= EXERCISE DETAILS =
Write out the data below as a numbered list, leaving out any blank lines.

= SOURCE RECORDS =
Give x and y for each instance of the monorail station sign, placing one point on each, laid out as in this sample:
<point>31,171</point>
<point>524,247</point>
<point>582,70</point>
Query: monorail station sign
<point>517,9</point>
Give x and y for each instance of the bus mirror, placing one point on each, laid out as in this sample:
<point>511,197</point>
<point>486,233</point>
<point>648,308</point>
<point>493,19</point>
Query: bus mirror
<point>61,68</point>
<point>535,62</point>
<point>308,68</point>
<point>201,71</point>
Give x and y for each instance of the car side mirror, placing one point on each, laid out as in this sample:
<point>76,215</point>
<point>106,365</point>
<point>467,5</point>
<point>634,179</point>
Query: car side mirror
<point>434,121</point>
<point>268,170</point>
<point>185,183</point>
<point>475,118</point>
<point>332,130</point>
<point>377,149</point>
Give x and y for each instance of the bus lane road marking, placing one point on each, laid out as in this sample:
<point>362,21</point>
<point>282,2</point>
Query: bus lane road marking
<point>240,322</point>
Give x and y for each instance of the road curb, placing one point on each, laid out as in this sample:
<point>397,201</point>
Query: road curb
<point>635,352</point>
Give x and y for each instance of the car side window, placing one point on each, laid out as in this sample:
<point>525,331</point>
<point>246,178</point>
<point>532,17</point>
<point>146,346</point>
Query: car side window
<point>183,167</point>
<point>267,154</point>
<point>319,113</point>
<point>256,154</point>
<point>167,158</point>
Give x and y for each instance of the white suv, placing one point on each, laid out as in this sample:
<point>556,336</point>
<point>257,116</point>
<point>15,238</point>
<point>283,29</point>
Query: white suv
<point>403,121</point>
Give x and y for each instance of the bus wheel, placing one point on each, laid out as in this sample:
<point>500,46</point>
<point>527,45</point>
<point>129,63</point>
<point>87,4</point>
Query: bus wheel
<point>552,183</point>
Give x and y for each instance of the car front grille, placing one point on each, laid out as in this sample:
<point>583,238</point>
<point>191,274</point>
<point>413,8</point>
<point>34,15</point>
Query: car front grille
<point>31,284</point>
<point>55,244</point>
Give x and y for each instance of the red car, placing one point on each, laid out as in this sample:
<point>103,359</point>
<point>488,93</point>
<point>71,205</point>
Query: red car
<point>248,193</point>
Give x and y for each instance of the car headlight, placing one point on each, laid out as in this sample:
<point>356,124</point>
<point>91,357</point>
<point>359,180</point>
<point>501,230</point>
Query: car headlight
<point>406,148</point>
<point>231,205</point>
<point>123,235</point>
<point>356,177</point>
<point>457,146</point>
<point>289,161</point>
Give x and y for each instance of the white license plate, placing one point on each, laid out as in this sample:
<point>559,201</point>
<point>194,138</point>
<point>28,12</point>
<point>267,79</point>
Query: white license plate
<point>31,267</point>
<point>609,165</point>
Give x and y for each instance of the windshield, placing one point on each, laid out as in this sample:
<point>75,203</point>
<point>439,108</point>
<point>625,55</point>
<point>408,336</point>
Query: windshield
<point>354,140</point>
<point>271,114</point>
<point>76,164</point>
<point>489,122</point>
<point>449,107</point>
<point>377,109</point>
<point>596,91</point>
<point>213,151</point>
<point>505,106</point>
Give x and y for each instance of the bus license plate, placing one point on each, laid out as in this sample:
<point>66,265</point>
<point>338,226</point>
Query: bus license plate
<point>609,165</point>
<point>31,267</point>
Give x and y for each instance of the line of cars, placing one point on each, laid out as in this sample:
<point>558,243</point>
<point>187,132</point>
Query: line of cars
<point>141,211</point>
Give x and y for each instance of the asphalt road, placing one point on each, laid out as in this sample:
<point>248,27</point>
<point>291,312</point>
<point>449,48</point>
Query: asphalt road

= RESULT FOR THIS EXERCISE =
1. Give x and y for each instance of the monorail station sign, placing one point on each, laid out as in this sample:
2. <point>31,171</point>
3. <point>524,247</point>
4. <point>582,70</point>
5. Query: monorail station sign
6. <point>517,9</point>
7. Give x and y for each instance of the bus mirror, placing one point on each, laid out as in this sample:
8. <point>511,197</point>
9. <point>486,233</point>
10. <point>648,308</point>
11. <point>493,19</point>
12. Query: bus mirror
13. <point>61,68</point>
14. <point>535,62</point>
15. <point>308,68</point>
16. <point>201,71</point>
17. Give x and y for each instance of the car side mirror, placing one point on each, laid out as in this sample:
18. <point>76,215</point>
19. <point>106,365</point>
20. <point>467,5</point>
21. <point>634,179</point>
22. Query: car side mirror
23. <point>434,121</point>
24. <point>268,170</point>
25. <point>185,183</point>
26. <point>475,118</point>
27. <point>332,130</point>
28. <point>377,149</point>
29. Give x and y for each instance of the bus lane road marking, placing one point on each, laid out as in this sample:
30. <point>362,21</point>
31. <point>282,2</point>
32. Query: bus lane road marking
33. <point>240,322</point>
34. Give x and y for each instance of the road curb, placing one point on each, laid out as in this sample:
35. <point>397,201</point>
36. Query: road curb
37. <point>635,352</point>
38. Give x and y for each instance of the car side window, placing one point on each, laid out as in this sample:
39. <point>525,331</point>
40. <point>246,178</point>
41. <point>532,17</point>
42. <point>146,346</point>
43. Query: car side window
44. <point>183,167</point>
45. <point>267,154</point>
46. <point>319,113</point>
47. <point>256,154</point>
48. <point>167,158</point>
49. Give x and y for each instance of the white suv, placing one point on each, laid out as in this sample:
50. <point>556,336</point>
51. <point>257,116</point>
52. <point>15,238</point>
53. <point>283,29</point>
54. Query: white suv
55. <point>403,121</point>
56. Give x and y for each instance of the bus wheel, placing one point on each, laid out as in this sample:
57. <point>500,46</point>
58. <point>527,45</point>
59. <point>129,63</point>
60. <point>87,4</point>
61. Query: bus wheel
62. <point>552,183</point>
63. Give x and y for each instance of the car front grille, placing one point on each, laid out as in this sample:
64. <point>583,238</point>
65. <point>191,274</point>
66. <point>413,8</point>
67. <point>34,15</point>
68. Query: car front grille
69. <point>31,284</point>
70. <point>55,244</point>
71. Give x and y for each instance of the red car, placing one point on each, laid out as in this sample:
72. <point>103,359</point>
73. <point>488,93</point>
74. <point>71,205</point>
75. Query: red car
76. <point>248,193</point>
77. Give x and y for each instance of the car headlight, placing one point on each, laid out as in this sample:
78. <point>356,124</point>
79. <point>91,357</point>
80. <point>359,180</point>
81. <point>501,230</point>
82. Query: car headlight
83. <point>406,148</point>
84. <point>231,205</point>
85. <point>123,235</point>
86. <point>356,177</point>
87. <point>457,146</point>
88. <point>289,161</point>
89. Give x and y for each instance of the white license plate, placing one point on each, laid out as in this sample:
90. <point>559,201</point>
91. <point>194,138</point>
92. <point>28,12</point>
93. <point>267,79</point>
94. Query: white license plate
95. <point>31,267</point>
96. <point>609,165</point>
97. Give x and y for each instance of the windshield, placing one point on each, laid out as in this sample:
98. <point>75,203</point>
99. <point>439,108</point>
100. <point>625,55</point>
101. <point>408,336</point>
102. Query: windshield
103. <point>354,140</point>
104. <point>271,114</point>
105. <point>76,164</point>
106. <point>489,122</point>
107. <point>449,107</point>
108. <point>377,109</point>
109. <point>596,91</point>
110. <point>213,151</point>
111. <point>505,106</point>
112. Give x and y for each instance of the bus license plate, placing one point on each, laid out as in this sample:
113. <point>66,265</point>
114. <point>338,226</point>
115. Query: bus license plate
116. <point>609,165</point>
117. <point>31,267</point>
118. Give x and y for each instance of the line of cars, placing one point on each, laid out as in this sample:
119. <point>558,243</point>
120. <point>187,132</point>
121. Query: line of cars
122. <point>141,211</point>
123. Give x and y for each instance of the asphalt road, placing one point on each, laid out as in this sample:
124. <point>248,27</point>
125. <point>291,312</point>
126. <point>449,48</point>
127. Query: asphalt road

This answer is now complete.